Rescale the stretch from the first line below through the line containing "point(421, 439)", reproducing every line, requests included. Multiply each point coordinate in the answers by 1.25 and round to the nearest whole number, with halves rounded up.

▼▼▼

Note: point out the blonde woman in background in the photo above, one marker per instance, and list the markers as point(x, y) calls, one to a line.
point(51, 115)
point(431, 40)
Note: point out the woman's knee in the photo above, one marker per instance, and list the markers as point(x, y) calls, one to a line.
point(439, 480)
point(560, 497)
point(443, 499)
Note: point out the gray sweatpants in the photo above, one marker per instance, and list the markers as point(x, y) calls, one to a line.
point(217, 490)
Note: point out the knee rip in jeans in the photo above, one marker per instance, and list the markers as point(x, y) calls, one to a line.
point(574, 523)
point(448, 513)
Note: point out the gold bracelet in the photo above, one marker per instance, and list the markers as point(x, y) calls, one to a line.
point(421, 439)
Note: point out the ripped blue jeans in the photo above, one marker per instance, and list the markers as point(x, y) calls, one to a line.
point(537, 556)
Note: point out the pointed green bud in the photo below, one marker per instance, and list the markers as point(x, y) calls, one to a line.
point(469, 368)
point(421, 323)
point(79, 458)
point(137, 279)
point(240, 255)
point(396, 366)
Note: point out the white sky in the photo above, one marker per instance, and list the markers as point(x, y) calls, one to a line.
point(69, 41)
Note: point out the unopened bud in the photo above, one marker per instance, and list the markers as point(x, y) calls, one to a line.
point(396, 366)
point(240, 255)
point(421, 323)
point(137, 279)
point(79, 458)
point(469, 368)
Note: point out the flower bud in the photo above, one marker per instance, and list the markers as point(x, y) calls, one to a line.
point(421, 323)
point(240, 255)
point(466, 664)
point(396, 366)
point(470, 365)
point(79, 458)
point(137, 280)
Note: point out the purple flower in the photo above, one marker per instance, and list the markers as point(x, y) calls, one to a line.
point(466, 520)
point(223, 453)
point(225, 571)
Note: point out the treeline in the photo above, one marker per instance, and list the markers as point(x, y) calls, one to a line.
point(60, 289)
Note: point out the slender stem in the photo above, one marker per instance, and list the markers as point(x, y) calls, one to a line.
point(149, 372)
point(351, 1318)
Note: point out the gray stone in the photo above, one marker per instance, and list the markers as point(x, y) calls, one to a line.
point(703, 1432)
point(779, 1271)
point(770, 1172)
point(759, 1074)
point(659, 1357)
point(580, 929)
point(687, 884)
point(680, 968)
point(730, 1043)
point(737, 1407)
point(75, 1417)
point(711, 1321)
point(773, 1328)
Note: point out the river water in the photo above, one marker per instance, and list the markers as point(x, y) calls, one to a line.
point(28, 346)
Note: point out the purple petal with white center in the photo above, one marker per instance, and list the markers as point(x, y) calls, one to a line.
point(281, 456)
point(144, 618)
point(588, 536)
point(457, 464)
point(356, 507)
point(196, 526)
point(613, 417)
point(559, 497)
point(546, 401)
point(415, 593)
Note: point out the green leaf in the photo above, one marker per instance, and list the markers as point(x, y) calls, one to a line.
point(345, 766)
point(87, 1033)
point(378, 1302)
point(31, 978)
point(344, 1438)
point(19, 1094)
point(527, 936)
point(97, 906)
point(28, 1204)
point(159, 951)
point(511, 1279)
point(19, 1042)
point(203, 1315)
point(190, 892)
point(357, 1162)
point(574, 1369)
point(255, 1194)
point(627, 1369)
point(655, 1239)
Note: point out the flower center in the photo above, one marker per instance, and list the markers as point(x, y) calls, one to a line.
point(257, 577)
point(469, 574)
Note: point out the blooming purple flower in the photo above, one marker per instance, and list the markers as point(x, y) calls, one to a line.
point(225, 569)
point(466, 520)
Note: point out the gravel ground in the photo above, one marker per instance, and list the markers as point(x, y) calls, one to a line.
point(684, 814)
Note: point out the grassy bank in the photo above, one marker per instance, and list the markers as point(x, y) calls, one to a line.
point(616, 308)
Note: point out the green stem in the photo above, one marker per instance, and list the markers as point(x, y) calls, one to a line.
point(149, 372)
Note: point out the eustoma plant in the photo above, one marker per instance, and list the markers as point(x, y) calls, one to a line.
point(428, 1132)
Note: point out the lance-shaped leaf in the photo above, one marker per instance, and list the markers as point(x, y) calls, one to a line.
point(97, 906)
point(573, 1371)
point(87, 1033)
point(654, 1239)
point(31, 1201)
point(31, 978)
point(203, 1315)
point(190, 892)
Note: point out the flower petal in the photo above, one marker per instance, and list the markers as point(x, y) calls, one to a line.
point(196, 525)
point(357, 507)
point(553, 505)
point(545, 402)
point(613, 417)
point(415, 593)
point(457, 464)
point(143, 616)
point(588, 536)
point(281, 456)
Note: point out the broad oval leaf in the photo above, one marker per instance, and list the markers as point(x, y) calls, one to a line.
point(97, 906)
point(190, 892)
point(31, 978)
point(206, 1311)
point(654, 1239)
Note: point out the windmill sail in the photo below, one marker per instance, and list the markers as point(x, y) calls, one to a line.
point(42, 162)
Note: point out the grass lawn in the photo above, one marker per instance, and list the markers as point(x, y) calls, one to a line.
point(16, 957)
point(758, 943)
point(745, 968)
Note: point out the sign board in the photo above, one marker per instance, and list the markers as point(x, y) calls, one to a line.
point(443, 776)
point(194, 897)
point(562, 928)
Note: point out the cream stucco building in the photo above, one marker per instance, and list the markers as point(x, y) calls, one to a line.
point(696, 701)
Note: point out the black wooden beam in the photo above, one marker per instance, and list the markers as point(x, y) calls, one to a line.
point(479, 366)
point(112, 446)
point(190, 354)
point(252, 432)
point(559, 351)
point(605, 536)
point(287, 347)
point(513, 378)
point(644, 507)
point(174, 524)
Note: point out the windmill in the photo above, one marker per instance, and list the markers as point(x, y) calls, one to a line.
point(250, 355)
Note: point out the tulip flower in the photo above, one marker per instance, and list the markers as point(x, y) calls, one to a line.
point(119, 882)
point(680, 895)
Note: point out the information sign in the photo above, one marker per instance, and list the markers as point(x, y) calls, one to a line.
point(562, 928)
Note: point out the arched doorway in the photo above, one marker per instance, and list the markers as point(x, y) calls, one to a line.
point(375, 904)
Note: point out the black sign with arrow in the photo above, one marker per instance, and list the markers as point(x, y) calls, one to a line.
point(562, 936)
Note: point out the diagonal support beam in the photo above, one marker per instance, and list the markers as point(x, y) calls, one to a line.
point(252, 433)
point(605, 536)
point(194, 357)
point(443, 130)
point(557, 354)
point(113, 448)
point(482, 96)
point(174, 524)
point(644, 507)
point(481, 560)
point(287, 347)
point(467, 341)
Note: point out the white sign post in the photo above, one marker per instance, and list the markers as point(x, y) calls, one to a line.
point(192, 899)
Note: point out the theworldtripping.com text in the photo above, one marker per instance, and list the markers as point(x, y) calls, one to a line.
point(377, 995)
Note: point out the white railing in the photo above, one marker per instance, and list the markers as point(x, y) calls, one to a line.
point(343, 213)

▲▲▲

Output for this task:
Note: point out the blonde woman in background in the photo above, one marker per instance, and list the markers as point(x, y) calls, one to a line.
point(64, 144)
point(539, 50)
Note: point out the woman's knee in the photo above, one marker per instance, and list the markers as point(x, y) calls, one to a line.
point(549, 600)
point(700, 621)
point(554, 624)
Note: point out the gray sweatpants in the photo above, one marker per instance, and list the markers as point(x, y) calls, one to a line.
point(271, 613)
Note: point out the knee rip in jeans in the photo above, one marker per instance, and list the markers as point(x, y) calls, one to a line.
point(718, 654)
point(560, 641)
Note: point out the gold bracelet in the photo above, one marker per instance, and list the markers as point(x, y) calls, one to a line.
point(526, 549)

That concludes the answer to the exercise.